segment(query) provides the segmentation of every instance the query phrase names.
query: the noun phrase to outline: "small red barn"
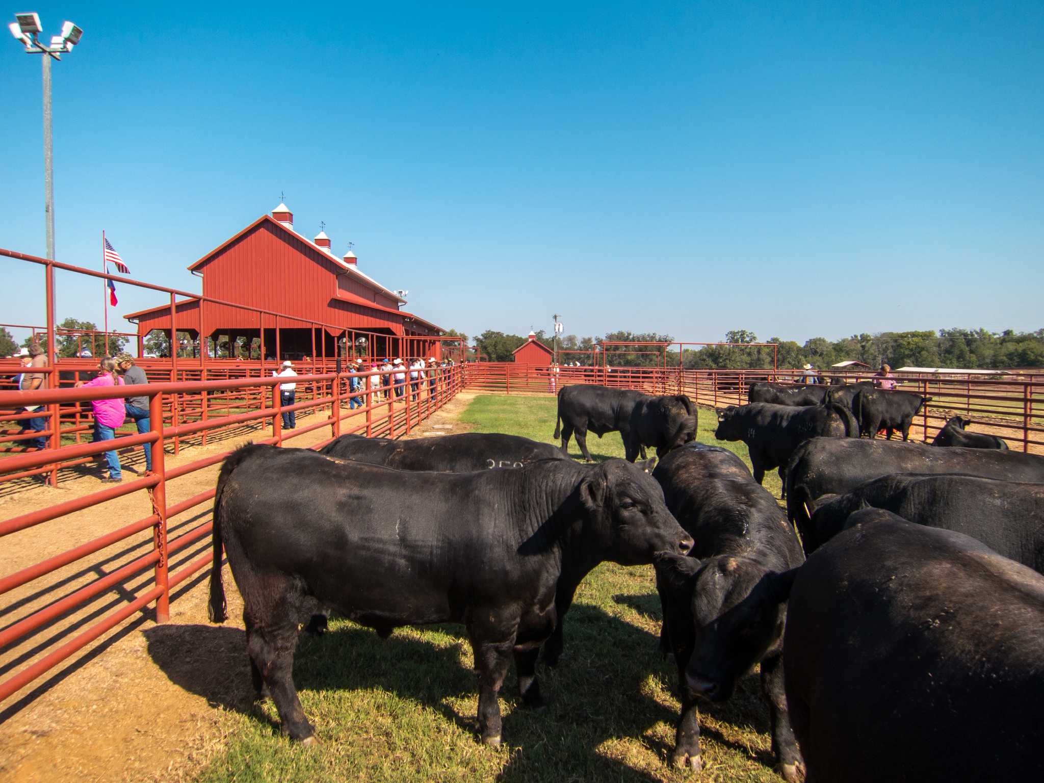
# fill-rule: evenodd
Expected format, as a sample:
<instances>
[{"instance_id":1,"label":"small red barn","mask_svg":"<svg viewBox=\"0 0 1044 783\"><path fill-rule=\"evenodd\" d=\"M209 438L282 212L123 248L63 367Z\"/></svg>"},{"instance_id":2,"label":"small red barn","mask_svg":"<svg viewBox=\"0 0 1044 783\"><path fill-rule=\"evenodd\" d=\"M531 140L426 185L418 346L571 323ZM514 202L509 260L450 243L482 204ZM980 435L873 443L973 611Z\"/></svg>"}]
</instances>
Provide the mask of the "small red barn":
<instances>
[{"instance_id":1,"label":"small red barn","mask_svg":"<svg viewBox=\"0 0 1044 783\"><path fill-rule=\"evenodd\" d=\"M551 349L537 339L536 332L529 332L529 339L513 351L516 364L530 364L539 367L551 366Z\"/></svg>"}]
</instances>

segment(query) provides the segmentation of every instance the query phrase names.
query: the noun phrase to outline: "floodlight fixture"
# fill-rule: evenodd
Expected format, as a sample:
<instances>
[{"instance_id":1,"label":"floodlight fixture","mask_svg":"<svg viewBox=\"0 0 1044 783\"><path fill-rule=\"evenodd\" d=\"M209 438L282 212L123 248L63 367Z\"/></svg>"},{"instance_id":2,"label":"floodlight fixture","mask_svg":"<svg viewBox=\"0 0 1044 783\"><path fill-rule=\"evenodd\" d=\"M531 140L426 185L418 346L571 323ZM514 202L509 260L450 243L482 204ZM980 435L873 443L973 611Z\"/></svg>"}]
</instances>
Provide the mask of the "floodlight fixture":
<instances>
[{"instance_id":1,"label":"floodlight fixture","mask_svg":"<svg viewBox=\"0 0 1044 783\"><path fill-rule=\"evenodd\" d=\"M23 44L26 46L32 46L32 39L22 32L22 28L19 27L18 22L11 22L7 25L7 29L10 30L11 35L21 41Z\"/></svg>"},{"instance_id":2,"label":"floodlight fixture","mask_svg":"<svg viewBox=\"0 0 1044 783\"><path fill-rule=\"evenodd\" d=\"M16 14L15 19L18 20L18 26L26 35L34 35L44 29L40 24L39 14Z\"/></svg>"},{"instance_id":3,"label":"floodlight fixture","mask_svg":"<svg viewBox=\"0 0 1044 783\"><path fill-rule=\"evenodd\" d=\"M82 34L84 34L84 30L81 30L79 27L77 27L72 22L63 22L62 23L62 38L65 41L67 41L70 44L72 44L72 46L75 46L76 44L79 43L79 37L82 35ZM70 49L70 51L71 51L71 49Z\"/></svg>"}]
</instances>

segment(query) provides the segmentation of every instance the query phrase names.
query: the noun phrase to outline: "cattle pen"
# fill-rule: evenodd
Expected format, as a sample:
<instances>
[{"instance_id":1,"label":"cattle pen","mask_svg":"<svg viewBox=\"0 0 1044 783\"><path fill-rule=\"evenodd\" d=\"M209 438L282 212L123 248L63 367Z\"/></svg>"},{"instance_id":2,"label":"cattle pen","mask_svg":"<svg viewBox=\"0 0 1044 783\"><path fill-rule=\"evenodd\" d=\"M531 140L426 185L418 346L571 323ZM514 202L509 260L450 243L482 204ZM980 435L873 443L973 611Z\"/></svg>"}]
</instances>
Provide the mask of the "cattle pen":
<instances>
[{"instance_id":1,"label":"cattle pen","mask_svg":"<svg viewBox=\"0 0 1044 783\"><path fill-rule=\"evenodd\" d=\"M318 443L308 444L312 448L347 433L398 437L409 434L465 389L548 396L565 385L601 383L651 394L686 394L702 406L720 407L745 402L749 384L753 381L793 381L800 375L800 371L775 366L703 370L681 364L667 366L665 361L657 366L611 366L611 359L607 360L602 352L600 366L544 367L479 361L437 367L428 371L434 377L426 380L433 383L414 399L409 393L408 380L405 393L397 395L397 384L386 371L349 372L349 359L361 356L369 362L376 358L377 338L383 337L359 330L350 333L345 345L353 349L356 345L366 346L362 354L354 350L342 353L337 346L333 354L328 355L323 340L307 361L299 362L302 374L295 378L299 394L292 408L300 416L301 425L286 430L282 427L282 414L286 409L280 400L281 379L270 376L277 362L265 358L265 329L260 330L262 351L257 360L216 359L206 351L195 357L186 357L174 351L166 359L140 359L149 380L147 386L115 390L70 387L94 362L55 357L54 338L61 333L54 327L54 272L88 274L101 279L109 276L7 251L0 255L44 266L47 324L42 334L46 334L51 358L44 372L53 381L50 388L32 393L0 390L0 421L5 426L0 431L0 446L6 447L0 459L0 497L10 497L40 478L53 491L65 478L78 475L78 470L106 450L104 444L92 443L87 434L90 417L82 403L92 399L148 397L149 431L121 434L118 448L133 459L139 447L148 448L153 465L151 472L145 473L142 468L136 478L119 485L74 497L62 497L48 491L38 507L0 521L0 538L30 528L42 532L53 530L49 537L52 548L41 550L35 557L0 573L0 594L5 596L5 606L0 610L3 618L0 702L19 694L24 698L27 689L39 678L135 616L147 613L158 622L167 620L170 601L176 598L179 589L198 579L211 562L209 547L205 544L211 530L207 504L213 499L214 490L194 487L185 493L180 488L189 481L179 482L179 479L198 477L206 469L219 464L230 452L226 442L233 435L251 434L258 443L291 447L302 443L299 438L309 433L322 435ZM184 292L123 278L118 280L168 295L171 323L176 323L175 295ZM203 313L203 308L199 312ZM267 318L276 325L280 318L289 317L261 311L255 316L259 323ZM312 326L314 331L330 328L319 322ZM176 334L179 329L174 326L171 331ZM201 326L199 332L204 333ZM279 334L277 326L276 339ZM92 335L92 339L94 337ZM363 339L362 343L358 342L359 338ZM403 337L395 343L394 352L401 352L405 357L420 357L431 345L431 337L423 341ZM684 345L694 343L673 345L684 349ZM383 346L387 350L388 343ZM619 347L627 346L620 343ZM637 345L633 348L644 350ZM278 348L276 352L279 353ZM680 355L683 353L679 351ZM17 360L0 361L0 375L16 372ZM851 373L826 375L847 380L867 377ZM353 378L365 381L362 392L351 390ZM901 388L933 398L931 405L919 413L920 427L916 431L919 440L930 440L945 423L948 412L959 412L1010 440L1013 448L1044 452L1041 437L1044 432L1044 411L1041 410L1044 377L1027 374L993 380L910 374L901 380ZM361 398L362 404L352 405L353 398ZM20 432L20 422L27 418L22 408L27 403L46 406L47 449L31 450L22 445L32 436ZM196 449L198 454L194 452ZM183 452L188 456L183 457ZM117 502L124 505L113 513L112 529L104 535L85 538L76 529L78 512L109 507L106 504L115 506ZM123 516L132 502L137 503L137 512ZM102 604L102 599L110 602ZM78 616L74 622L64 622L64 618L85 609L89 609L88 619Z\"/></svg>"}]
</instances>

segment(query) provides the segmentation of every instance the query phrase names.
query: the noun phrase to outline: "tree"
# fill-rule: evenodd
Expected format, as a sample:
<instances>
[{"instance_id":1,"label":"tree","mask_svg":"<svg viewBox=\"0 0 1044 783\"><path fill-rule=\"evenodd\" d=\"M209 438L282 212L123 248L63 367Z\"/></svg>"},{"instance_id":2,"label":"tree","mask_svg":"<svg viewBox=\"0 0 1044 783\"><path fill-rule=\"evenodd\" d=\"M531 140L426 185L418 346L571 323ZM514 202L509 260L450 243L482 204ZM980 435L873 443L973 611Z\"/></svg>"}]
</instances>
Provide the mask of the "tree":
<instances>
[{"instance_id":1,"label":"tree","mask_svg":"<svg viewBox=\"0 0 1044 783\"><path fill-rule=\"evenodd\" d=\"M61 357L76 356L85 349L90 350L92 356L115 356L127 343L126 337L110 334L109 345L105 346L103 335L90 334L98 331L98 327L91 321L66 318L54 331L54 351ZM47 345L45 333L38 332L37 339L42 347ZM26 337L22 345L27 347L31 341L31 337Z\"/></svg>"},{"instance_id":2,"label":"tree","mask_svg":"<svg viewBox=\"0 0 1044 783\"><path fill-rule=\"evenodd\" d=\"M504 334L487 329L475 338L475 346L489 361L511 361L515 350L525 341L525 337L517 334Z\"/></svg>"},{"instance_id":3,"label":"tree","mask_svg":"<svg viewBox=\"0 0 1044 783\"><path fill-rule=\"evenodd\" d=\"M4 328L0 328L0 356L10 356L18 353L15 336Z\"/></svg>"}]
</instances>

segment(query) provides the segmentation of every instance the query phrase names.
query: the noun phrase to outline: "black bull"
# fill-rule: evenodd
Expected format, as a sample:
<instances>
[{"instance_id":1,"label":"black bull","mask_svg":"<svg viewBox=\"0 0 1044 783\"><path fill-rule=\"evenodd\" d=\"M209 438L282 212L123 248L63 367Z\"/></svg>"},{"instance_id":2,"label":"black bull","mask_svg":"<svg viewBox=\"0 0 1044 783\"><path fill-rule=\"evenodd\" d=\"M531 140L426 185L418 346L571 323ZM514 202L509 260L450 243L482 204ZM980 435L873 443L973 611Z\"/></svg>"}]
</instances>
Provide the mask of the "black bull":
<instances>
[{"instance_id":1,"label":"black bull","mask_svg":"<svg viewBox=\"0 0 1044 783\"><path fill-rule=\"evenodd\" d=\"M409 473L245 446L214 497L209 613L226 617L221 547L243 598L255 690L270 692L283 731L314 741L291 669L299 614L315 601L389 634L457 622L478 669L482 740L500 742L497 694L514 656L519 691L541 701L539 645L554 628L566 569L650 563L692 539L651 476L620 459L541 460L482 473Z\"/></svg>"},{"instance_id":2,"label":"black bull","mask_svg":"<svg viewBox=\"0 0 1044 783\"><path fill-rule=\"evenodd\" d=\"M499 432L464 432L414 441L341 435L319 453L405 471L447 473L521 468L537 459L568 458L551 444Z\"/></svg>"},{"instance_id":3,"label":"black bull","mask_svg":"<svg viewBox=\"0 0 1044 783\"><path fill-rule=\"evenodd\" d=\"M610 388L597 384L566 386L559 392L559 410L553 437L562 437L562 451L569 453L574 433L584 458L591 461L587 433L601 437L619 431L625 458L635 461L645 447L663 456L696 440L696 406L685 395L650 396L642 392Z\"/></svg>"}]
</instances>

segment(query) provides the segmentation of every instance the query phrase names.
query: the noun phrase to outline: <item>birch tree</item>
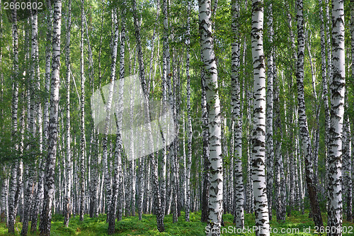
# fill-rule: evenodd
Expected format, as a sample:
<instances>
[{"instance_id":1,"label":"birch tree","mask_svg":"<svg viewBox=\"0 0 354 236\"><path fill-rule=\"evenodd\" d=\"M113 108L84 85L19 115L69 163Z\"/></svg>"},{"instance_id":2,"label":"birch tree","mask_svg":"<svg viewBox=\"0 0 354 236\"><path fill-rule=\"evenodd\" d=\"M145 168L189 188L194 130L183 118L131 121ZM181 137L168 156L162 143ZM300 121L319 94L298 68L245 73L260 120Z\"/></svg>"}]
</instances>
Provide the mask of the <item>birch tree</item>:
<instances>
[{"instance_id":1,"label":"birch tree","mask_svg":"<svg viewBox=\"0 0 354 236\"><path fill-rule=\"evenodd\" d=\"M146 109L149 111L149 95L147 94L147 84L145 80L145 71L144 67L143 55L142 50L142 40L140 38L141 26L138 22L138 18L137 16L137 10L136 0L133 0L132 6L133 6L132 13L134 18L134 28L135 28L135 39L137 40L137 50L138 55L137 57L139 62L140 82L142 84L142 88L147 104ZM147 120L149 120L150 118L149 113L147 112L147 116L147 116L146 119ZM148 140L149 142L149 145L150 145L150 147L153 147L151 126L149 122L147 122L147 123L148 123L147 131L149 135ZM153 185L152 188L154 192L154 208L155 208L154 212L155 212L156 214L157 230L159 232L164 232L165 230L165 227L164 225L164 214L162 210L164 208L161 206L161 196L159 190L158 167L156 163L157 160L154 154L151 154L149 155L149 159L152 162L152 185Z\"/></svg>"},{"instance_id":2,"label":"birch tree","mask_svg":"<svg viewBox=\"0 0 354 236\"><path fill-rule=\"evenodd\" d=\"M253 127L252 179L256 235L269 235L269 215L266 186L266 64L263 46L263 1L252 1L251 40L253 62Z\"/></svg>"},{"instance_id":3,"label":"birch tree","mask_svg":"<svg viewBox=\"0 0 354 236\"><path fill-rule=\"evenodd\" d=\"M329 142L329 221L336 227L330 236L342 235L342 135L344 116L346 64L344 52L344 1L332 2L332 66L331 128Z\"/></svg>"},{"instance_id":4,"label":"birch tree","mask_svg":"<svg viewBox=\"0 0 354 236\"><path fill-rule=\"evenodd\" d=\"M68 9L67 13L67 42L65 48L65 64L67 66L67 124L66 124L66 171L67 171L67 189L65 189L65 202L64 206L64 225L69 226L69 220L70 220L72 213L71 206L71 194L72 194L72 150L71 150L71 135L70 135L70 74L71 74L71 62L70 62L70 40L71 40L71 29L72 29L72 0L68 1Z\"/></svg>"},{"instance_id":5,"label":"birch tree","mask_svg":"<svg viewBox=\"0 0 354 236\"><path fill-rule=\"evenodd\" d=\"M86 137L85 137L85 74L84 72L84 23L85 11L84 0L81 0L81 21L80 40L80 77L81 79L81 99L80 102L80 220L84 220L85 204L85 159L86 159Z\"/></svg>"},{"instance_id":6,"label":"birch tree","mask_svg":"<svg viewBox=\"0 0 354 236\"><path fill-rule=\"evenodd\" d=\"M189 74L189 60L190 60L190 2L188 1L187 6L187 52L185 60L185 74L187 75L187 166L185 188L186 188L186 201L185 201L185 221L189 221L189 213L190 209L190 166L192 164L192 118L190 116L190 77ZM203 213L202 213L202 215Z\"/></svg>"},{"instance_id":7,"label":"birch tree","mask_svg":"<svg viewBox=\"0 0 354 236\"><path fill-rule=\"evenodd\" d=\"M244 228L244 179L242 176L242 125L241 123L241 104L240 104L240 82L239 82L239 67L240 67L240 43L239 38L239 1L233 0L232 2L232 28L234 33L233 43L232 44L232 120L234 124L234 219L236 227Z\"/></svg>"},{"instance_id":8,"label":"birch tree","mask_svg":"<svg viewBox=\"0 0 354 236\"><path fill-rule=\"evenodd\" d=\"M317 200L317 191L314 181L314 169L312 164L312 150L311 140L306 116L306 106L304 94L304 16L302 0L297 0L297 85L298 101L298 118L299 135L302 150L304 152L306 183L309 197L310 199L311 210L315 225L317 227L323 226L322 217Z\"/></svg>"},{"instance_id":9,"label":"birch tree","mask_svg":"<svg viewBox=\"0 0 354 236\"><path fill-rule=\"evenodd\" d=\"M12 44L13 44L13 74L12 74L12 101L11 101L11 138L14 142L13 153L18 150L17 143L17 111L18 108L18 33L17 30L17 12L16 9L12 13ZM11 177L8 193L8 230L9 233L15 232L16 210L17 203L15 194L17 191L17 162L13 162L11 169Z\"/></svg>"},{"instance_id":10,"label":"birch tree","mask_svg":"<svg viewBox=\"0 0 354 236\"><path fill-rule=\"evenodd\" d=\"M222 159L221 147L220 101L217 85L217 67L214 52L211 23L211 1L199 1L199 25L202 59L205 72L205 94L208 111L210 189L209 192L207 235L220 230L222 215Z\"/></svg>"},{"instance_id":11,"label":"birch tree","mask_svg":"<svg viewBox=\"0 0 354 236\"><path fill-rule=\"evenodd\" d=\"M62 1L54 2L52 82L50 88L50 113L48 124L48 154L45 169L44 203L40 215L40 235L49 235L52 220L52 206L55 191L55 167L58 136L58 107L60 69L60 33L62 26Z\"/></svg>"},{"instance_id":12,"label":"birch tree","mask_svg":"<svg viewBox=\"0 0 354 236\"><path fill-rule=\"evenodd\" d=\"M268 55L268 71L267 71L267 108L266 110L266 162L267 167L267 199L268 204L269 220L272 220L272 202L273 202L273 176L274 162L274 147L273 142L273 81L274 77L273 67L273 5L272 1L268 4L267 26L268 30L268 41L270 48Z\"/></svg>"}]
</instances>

• • • • •

__Written request__
List every line of the data above that contains the string "barn", treating uppercase and lowercase letters as distinct.

__Output for this exercise__
query: the noun phrase to outline: "small red barn"
[{"instance_id":1,"label":"small red barn","mask_svg":"<svg viewBox=\"0 0 1044 783\"><path fill-rule=\"evenodd\" d=\"M209 438L282 212L123 248L63 367Z\"/></svg>"},{"instance_id":2,"label":"small red barn","mask_svg":"<svg viewBox=\"0 0 1044 783\"><path fill-rule=\"evenodd\" d=\"M531 140L426 185L418 346L571 323ZM514 202L509 260L450 243L482 204ZM980 435L873 443L973 611Z\"/></svg>"}]
Provide the mask of the "small red barn":
[{"instance_id":1,"label":"small red barn","mask_svg":"<svg viewBox=\"0 0 1044 783\"><path fill-rule=\"evenodd\" d=\"M551 349L537 339L536 332L529 332L529 339L513 351L516 364L530 364L539 367L551 366Z\"/></svg>"}]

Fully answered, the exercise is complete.